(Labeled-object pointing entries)
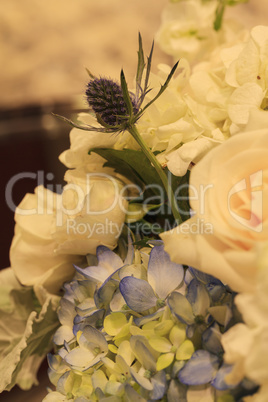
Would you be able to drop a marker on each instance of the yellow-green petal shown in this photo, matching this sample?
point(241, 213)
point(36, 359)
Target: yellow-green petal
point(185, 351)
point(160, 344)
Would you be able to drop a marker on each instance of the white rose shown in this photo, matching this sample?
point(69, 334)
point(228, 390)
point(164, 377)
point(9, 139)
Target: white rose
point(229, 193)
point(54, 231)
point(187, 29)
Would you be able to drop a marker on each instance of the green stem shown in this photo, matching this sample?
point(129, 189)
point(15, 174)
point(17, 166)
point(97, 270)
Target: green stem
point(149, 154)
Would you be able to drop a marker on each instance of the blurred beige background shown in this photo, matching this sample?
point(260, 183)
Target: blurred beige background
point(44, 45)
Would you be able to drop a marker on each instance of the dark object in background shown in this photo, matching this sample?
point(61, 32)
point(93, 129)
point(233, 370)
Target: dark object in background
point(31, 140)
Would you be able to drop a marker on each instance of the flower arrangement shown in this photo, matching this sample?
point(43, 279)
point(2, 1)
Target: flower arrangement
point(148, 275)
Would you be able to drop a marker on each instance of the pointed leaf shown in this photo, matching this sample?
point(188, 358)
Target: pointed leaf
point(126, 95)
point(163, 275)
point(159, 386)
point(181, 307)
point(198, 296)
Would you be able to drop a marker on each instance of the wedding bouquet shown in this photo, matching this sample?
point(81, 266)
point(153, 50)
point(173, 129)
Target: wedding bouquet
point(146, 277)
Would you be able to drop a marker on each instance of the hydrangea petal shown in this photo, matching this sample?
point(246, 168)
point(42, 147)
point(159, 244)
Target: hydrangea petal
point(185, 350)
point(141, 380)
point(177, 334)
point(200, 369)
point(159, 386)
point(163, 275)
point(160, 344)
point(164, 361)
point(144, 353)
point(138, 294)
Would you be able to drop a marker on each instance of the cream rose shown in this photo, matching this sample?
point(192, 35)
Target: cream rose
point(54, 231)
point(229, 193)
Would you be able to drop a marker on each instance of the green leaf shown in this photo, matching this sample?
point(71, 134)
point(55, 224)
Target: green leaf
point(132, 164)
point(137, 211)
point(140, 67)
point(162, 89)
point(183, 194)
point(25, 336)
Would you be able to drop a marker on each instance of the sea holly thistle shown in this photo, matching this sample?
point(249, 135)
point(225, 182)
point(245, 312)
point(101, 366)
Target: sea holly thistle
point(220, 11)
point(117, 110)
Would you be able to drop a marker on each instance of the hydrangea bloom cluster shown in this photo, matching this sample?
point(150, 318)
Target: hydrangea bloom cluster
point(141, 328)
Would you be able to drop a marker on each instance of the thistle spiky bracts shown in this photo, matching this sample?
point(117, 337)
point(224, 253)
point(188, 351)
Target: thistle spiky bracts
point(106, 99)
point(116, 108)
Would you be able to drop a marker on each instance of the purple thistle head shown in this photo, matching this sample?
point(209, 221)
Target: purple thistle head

→ What this task involves: Rewrite the material from the line with "bracts shown in this photo, matching this sample?" up to and including the line with "point(116, 108)", swapping "thistle spiky bracts" for "spiky thistle bracts" and keeping everything else as it is.

→ Worked solution:
Would you be able to drop a marker on each instance of the spiky thistle bracts shown in this photo, matching this sample?
point(117, 337)
point(224, 253)
point(188, 351)
Target: spiky thistle bracts
point(106, 99)
point(116, 108)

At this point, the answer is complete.